CHALLENGE. Transcribe the records below word for word, from their first line up to and including the line that contains "column 434, row 180".
──────── RECORDS SUPPLIED
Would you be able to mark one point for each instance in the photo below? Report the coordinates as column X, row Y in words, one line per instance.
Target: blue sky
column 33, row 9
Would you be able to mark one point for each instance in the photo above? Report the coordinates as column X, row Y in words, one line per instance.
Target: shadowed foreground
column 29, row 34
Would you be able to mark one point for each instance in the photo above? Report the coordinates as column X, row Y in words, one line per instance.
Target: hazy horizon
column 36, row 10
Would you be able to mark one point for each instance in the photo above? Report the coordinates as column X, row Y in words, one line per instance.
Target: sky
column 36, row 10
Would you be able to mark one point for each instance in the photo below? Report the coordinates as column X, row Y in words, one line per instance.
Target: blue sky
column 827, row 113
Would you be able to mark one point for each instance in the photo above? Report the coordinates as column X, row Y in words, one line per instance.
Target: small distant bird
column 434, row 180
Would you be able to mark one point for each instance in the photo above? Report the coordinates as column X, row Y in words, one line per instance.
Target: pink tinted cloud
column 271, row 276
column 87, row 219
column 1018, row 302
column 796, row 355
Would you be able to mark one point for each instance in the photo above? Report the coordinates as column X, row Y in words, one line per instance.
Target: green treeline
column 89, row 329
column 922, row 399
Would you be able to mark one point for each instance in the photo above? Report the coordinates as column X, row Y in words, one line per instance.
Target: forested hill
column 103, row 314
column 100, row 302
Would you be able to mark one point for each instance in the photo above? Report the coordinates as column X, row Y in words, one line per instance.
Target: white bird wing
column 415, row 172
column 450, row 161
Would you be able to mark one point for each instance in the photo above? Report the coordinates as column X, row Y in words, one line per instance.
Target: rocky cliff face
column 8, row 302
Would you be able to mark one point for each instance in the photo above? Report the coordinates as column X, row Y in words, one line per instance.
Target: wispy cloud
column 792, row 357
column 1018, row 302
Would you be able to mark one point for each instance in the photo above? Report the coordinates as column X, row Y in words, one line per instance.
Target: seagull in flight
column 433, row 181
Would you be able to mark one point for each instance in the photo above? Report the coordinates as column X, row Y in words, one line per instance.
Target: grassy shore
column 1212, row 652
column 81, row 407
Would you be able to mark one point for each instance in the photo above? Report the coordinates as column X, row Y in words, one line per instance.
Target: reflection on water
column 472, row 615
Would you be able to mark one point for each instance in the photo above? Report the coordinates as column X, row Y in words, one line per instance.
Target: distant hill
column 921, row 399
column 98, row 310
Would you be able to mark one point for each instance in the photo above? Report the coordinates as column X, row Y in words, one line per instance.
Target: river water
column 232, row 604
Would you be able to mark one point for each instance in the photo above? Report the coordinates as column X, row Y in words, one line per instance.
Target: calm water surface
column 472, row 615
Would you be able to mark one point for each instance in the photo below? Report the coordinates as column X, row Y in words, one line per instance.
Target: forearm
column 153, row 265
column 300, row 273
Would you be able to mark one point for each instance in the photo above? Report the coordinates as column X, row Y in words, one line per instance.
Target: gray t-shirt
────────────────
EXERCISE OUTPUT.
Would you be able to mark one point for each instance in the photo below? Report the coordinates as column X, row Y in words, one line per instance.
Target: blue sky
column 33, row 9
Would you be able to mark one point for each instance in the photo above? Report the coordinates as column X, row Y in words, one line per instance.
Target: shadowed foreground
column 29, row 34
Would you be able to mark one point for each instance in the photo above? Report the coordinates as column X, row Y in words, one line per instance.
Target: hazy horizon
column 36, row 10
Would you be able to mark one point for each instance in the photo above? Report the coordinates as column X, row Y in words, one line per instance.
Target: sky
column 36, row 10
Would you be able to mark one point for each instance in the photo below? Report the coordinates as column X, row Y in words, one line per instance.
Target: blue sky
column 827, row 113
Would you be able to mark one point for each instance in the photo above? Report the coordinates as column X, row Y in words, one line per instance.
Target: small distant bird
column 434, row 180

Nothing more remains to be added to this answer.